:: Objective ::
Count how many lines of the entries below contain the string "minaret", treating uppercase and lowercase as different. Reply with the number alone.

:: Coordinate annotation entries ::
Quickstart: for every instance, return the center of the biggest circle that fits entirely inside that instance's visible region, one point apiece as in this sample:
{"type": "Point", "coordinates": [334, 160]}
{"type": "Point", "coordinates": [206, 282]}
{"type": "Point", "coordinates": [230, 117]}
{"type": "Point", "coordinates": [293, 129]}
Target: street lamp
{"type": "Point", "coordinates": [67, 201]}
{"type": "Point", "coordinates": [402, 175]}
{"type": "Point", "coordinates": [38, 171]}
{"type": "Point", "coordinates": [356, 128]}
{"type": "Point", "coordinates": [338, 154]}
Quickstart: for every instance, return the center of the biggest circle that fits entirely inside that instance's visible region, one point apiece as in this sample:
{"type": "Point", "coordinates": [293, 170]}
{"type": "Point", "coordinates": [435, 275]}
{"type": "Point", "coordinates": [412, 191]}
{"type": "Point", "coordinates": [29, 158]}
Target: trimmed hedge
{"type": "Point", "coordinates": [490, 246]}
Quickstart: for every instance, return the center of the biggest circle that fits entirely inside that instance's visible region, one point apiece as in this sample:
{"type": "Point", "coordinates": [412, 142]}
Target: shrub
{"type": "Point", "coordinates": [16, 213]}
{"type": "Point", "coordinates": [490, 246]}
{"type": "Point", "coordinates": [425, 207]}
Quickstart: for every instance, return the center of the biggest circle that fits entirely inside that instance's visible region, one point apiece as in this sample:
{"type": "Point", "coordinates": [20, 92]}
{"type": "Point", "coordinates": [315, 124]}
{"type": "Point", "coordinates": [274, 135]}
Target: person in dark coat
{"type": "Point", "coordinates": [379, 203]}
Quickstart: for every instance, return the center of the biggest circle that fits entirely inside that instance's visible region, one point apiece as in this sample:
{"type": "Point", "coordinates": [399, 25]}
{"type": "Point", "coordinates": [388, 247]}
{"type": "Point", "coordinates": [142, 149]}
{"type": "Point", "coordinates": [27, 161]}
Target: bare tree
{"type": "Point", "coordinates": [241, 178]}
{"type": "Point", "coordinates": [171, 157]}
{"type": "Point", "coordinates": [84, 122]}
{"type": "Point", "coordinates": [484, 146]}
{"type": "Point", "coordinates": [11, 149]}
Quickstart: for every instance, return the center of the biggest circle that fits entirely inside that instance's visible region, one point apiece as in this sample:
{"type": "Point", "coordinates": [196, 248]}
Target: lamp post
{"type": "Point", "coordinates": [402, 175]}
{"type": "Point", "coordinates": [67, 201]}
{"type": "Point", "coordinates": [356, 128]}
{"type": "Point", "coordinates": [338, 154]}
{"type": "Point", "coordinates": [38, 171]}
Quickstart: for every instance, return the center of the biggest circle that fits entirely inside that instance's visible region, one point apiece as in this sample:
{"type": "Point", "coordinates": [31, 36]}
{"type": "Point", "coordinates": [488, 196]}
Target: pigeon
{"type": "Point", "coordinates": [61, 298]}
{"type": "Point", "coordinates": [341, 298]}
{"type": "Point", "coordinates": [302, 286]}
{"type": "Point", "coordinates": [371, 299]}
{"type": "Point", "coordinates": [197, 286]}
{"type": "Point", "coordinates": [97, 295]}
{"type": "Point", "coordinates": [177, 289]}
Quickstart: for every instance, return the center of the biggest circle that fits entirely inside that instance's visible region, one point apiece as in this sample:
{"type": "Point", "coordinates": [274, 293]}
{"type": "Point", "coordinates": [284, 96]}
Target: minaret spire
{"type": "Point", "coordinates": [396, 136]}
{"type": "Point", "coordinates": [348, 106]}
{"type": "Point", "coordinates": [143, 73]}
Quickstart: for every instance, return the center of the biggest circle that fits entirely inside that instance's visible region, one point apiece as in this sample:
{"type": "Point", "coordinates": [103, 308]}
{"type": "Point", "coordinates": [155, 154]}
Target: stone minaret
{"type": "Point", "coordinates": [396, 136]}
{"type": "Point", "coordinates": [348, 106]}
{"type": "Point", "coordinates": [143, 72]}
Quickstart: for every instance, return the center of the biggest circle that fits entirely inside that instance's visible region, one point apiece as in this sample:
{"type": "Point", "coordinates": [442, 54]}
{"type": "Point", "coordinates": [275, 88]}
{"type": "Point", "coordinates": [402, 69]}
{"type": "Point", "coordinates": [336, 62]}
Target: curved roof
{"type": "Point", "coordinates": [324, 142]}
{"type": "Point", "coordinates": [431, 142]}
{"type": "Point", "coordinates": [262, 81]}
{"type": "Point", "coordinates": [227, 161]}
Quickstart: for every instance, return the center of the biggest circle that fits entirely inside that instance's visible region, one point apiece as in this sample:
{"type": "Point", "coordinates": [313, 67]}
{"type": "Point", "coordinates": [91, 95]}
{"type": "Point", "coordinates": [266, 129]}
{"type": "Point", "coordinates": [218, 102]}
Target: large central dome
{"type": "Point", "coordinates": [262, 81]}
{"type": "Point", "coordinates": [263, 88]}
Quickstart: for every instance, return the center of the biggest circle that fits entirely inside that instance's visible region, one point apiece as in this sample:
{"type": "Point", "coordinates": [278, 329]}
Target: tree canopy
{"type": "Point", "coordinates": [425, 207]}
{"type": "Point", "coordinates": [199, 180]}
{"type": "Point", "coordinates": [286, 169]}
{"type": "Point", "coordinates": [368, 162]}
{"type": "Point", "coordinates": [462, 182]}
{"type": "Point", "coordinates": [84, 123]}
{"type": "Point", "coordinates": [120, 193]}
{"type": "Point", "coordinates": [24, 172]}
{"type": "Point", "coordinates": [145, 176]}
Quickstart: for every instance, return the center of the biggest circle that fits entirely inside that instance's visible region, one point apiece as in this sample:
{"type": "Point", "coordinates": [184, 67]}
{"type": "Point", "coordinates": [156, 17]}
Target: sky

:: Output below ::
2